[WHAT TO DO]: Reproduce the listing from the line with "ceiling using a bounding box." to the line with "[42,244,368,425]", switching "sink faucet" to "kitchen faucet" and changing nothing else.

[MATERIAL FOR THE TASK]:
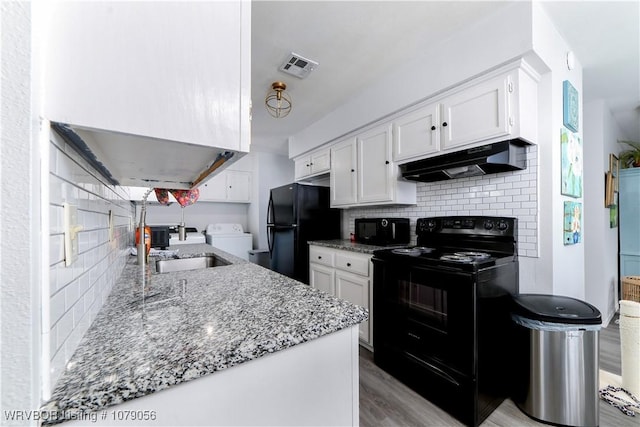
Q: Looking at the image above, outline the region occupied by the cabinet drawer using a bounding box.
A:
...
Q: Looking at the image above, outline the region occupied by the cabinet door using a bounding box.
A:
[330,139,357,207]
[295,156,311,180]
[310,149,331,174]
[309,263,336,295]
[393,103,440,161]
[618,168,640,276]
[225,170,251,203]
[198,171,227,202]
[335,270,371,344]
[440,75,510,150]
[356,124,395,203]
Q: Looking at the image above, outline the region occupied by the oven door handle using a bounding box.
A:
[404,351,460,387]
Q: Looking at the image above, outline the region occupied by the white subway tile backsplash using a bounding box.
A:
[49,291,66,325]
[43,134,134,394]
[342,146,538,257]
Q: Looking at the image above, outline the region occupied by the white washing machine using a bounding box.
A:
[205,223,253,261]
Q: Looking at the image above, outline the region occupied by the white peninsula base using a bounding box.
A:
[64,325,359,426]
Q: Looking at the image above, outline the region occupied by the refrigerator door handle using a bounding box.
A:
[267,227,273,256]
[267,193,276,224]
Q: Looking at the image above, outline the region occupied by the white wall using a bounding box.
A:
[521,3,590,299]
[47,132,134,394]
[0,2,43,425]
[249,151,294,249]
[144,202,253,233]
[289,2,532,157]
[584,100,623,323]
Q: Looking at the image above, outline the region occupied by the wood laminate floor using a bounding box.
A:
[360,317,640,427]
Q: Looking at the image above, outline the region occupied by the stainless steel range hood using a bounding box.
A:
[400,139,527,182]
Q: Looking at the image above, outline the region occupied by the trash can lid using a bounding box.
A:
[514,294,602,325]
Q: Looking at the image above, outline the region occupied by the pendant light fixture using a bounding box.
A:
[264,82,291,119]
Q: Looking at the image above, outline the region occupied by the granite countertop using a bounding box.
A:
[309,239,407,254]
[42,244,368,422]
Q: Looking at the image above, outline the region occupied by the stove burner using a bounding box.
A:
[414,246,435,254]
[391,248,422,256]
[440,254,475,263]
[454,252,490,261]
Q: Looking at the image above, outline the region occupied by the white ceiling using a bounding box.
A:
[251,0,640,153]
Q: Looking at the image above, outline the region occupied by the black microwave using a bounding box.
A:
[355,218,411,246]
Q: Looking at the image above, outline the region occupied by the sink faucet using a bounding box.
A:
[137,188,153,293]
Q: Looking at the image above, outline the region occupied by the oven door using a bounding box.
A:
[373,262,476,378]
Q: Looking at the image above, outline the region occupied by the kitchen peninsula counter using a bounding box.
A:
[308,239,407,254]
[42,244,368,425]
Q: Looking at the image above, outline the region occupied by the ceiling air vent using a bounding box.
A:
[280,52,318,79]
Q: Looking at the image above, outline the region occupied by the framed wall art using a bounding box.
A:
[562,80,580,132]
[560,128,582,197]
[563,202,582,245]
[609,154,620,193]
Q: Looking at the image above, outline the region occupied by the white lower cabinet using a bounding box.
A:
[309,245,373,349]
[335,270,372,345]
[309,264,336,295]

[TASK RESULT]:
Q: Looking at the image above, outline the region occupied by the white ceiling using a bounding box.
A:
[251,0,640,153]
Q: Looking at the image above, outline the region occupied by the black microwave using a bounding box.
A:
[355,218,411,246]
Q: Looking at the image above, outline the region occupied by the kitchen faucet using a bounding box.
A:
[137,188,153,293]
Q: Looking at the image above, outline the region occupied by the oven door using a bounding box.
A:
[373,262,476,378]
Q: Looking at the image above, outline the region occupied by the kitchen peninsula counter using a bounding box.
A:
[308,239,407,254]
[42,244,368,425]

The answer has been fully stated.